[Task to carry out]
Copy the material from its first line through the line containing "[89,132,149,174]", swapping "Annotate" for "Label" and leaving everything else as it stands. Omit the pictures from your copy.

[Dataset entries]
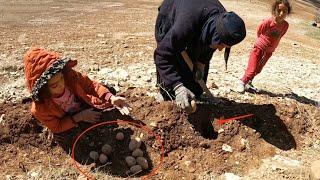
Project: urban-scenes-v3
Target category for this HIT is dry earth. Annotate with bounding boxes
[0,0,320,179]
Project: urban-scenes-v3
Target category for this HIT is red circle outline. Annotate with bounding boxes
[71,120,164,179]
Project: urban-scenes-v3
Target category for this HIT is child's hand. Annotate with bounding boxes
[72,108,102,123]
[110,96,131,115]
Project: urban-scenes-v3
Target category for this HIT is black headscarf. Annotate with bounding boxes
[200,12,246,69]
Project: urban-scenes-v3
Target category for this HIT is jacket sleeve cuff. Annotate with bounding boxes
[104,92,113,101]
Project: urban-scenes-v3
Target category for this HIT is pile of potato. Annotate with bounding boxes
[126,138,149,174]
[89,132,124,164]
[89,132,149,174]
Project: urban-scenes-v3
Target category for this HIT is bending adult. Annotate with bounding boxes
[154,0,246,109]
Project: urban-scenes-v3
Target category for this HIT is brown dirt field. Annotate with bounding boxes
[0,0,320,179]
[0,89,317,179]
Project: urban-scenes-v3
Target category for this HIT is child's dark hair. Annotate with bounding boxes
[39,68,66,103]
[271,0,292,15]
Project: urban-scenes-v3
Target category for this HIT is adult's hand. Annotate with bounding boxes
[173,84,195,110]
[72,108,102,123]
[110,96,131,115]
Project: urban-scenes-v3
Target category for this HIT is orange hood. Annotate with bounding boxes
[23,48,77,100]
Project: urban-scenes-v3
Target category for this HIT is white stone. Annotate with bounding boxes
[224,173,241,180]
[222,144,233,152]
[310,160,320,180]
[272,155,300,167]
[218,128,224,134]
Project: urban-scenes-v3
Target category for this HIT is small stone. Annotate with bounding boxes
[199,142,211,149]
[97,34,104,37]
[222,144,233,152]
[130,165,142,174]
[137,157,149,169]
[184,161,191,166]
[218,128,224,134]
[224,173,241,180]
[99,154,108,164]
[101,144,112,155]
[125,156,137,167]
[310,160,320,180]
[132,148,143,157]
[188,168,196,173]
[150,121,157,127]
[89,151,99,161]
[129,138,141,151]
[116,132,124,141]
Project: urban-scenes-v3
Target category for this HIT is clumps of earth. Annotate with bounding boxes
[89,132,149,175]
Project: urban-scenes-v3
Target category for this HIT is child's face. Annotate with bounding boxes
[48,72,65,97]
[276,3,288,22]
[210,43,230,51]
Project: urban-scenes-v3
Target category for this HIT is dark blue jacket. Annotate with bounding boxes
[154,0,226,93]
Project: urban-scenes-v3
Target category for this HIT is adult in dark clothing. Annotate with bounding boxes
[154,0,246,109]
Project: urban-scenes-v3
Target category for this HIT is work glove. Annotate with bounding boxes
[173,84,195,110]
[110,96,131,115]
[72,108,102,123]
[193,63,205,81]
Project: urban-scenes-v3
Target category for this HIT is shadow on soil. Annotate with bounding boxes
[189,99,297,150]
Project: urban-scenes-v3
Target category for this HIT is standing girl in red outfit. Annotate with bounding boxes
[236,0,291,93]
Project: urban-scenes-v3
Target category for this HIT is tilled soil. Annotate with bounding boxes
[0,88,318,179]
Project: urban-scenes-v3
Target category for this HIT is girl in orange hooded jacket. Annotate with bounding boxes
[24,48,130,145]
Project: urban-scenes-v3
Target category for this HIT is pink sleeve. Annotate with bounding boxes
[281,22,289,37]
[257,19,270,37]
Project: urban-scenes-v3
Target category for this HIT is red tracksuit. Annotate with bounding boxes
[241,17,289,84]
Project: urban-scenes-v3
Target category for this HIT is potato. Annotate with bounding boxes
[116,132,124,141]
[185,100,197,114]
[89,151,99,161]
[129,139,141,151]
[99,154,108,164]
[137,157,149,169]
[101,144,112,156]
[130,165,142,174]
[126,156,137,167]
[132,148,143,157]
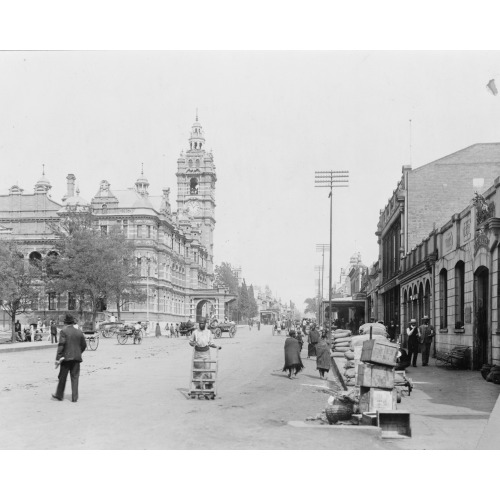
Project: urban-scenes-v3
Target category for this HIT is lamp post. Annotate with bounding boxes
[314,170,349,330]
[316,243,330,323]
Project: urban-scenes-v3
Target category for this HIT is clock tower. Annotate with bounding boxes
[176,113,217,266]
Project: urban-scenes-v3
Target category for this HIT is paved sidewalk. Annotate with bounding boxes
[332,359,500,450]
[0,340,57,355]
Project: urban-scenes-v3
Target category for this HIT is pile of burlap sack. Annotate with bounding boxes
[332,329,387,387]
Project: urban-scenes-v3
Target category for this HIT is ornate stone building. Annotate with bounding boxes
[0,117,234,322]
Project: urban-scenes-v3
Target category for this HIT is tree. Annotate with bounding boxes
[238,280,250,318]
[105,228,147,321]
[0,242,41,342]
[214,262,238,295]
[214,262,239,318]
[304,297,318,314]
[47,210,144,328]
[248,285,259,318]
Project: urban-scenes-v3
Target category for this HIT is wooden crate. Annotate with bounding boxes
[361,339,399,366]
[356,363,394,389]
[377,410,411,439]
[359,387,397,413]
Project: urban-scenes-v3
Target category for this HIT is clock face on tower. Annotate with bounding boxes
[186,201,201,215]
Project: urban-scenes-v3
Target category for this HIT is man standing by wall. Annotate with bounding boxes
[52,314,87,403]
[406,319,420,368]
[419,316,435,366]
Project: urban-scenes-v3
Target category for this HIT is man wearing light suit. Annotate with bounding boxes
[419,316,435,366]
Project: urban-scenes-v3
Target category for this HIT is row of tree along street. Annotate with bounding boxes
[0,210,146,342]
[215,262,259,321]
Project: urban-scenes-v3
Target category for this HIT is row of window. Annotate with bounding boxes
[439,261,465,328]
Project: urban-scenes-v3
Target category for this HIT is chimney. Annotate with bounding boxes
[63,174,76,201]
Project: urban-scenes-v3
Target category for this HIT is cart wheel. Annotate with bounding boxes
[116,333,128,344]
[436,358,447,367]
[89,335,99,351]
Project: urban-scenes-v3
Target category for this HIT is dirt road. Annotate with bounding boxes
[0,327,387,449]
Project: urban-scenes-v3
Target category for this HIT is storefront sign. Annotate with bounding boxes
[474,230,489,255]
[462,216,471,242]
[465,306,471,324]
[444,229,453,253]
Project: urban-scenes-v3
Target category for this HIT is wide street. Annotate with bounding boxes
[0,327,391,449]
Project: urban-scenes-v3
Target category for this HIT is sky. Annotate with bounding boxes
[0,51,500,307]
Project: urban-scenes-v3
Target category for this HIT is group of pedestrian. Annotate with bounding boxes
[406,316,435,367]
[283,322,331,379]
[14,318,58,344]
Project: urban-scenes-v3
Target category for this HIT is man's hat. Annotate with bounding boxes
[64,313,75,325]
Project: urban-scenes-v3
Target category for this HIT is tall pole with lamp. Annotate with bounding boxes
[316,243,330,324]
[314,170,349,330]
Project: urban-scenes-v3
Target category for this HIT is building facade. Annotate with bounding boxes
[376,143,500,332]
[0,119,235,322]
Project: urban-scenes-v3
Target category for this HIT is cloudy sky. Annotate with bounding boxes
[0,51,500,304]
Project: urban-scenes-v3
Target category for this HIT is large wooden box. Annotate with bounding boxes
[361,339,399,366]
[359,387,397,413]
[377,410,411,439]
[356,363,394,389]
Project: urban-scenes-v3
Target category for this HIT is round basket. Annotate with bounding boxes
[325,401,353,424]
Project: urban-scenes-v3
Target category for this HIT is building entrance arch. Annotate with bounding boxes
[196,299,214,323]
[472,266,490,370]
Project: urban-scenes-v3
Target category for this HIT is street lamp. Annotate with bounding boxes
[316,243,330,323]
[314,170,349,330]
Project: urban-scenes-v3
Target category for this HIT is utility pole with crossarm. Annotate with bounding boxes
[314,170,349,331]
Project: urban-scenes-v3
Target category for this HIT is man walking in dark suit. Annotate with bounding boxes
[52,314,87,403]
[419,316,434,366]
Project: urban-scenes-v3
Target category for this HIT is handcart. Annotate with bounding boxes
[83,330,100,351]
[188,348,219,399]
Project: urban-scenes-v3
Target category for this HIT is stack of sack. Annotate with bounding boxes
[332,330,351,358]
[340,325,387,387]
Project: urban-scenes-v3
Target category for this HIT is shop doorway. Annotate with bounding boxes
[472,266,490,370]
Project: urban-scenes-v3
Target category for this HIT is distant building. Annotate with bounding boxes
[0,119,234,322]
[376,143,500,329]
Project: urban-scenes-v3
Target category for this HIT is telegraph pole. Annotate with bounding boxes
[314,170,349,331]
[316,243,330,324]
[314,266,323,326]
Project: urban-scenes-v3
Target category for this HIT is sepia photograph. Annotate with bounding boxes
[0,6,500,498]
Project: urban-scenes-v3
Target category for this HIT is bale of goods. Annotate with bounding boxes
[361,337,399,366]
[351,333,387,347]
[359,323,389,337]
[333,342,351,349]
[332,330,351,340]
[356,363,395,389]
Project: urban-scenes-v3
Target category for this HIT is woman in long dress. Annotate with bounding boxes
[316,334,332,378]
[307,324,319,358]
[283,330,304,379]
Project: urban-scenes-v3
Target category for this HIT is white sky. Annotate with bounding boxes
[0,51,500,304]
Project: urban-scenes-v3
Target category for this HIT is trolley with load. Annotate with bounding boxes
[208,319,236,339]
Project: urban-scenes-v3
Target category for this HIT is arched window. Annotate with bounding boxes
[439,269,448,328]
[29,252,42,267]
[455,260,465,328]
[189,177,198,194]
[424,280,431,318]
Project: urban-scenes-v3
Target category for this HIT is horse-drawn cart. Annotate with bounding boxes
[209,319,236,339]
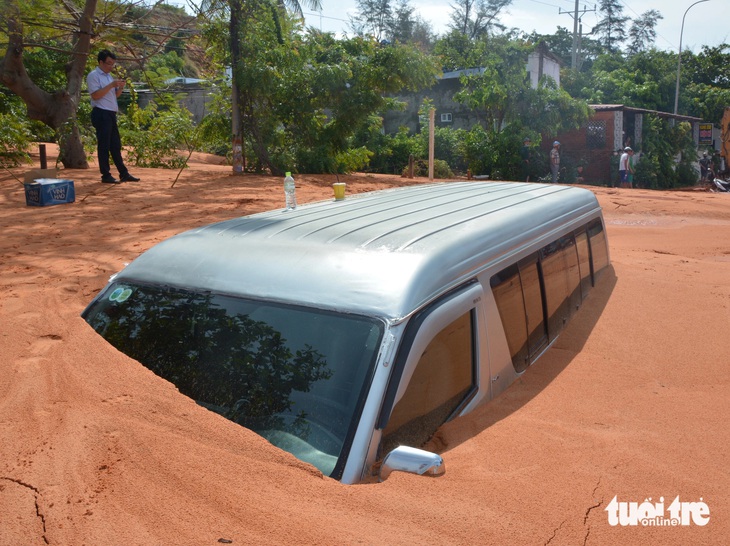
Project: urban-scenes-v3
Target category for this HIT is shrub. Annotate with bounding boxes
[0,111,33,167]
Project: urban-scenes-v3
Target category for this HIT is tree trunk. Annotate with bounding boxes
[0,0,98,169]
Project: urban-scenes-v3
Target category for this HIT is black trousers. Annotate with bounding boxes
[91,108,129,176]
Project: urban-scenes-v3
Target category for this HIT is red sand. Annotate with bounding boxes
[0,147,730,546]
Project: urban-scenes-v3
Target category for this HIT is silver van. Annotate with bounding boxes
[83,182,609,483]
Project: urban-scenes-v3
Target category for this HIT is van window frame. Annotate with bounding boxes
[489,218,610,373]
[375,279,483,430]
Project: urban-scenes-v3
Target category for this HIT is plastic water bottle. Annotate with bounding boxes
[284,172,297,210]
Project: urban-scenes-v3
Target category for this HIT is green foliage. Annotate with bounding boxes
[401,159,454,179]
[119,104,196,169]
[634,115,697,189]
[0,109,33,167]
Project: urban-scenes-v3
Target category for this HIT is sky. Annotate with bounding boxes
[300,0,730,53]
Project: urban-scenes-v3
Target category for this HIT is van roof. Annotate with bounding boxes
[117,182,600,321]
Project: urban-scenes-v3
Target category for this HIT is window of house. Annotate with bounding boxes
[381,310,476,453]
[586,119,606,150]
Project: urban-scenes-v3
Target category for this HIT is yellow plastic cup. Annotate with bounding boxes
[332,182,347,201]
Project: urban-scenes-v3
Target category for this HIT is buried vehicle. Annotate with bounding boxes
[83,182,609,483]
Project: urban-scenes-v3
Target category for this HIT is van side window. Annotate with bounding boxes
[490,254,547,372]
[540,234,583,340]
[588,220,608,276]
[575,229,593,298]
[490,220,608,372]
[381,310,476,453]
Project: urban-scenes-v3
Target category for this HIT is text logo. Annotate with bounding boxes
[606,495,710,527]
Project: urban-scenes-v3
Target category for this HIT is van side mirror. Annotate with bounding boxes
[378,446,446,482]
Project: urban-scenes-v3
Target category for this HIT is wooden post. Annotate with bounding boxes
[428,108,436,181]
[38,144,48,169]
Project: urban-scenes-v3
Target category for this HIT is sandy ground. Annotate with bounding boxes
[0,146,730,546]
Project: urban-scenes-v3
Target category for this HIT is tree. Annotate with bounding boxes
[593,0,629,52]
[446,37,590,179]
[350,0,393,41]
[387,0,435,51]
[523,26,603,71]
[0,0,97,169]
[449,0,512,39]
[0,0,199,169]
[680,44,730,124]
[628,9,664,55]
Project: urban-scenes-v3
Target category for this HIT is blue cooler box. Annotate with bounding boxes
[23,178,76,207]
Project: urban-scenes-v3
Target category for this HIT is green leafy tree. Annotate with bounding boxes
[350,0,394,41]
[566,49,677,112]
[386,0,436,51]
[449,0,512,39]
[593,0,629,52]
[679,44,730,124]
[523,26,604,71]
[627,9,664,55]
[0,0,199,168]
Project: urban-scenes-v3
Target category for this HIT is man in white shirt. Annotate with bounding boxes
[550,140,560,184]
[86,49,139,184]
[618,146,634,188]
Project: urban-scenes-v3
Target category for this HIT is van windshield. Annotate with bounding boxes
[83,281,383,478]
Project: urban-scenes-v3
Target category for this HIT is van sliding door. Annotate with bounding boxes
[377,283,482,455]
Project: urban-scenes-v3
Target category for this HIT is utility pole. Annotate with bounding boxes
[558,0,596,70]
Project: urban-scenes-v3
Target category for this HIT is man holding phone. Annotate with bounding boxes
[86,49,139,184]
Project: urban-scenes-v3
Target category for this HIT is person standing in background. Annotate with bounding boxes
[86,49,139,184]
[520,137,531,182]
[550,140,560,184]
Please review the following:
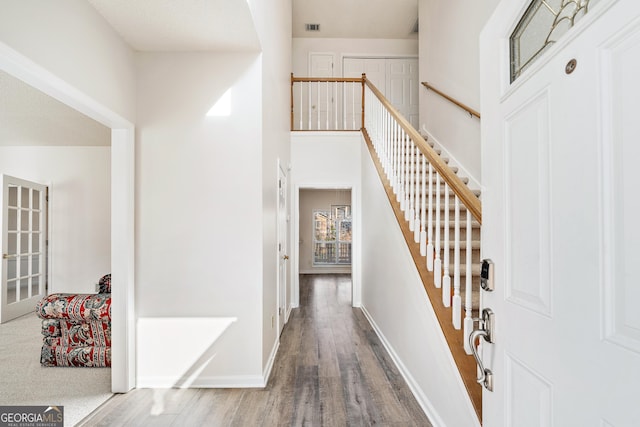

[In response]
Project: urban-scenes-v3
Target category for this HIT is dry earth. Label with bounding boxes
[0,0,320,179]
Project: urban-scenes-v3
Target category for this HIT is red circle outline. Label with bounding boxes
[71,120,164,179]
Project: urban-scenes-v3
Target category for this HIT is child's hand. Label with bounding boxes
[72,108,102,123]
[110,96,131,115]
Project: urban-scenes-v3
Target category for this HIT is black headscarf. Label with bounding boxes
[200,12,246,69]
Project: urban-scenes-v3
Target category for this HIT is jacket sleeve cuff. Label with bounding boxes
[104,92,113,101]
Project: urban-scenes-v3
Target category for this HIT is pile of potato. Label with bounding boxes
[126,138,149,174]
[89,132,124,164]
[89,132,149,174]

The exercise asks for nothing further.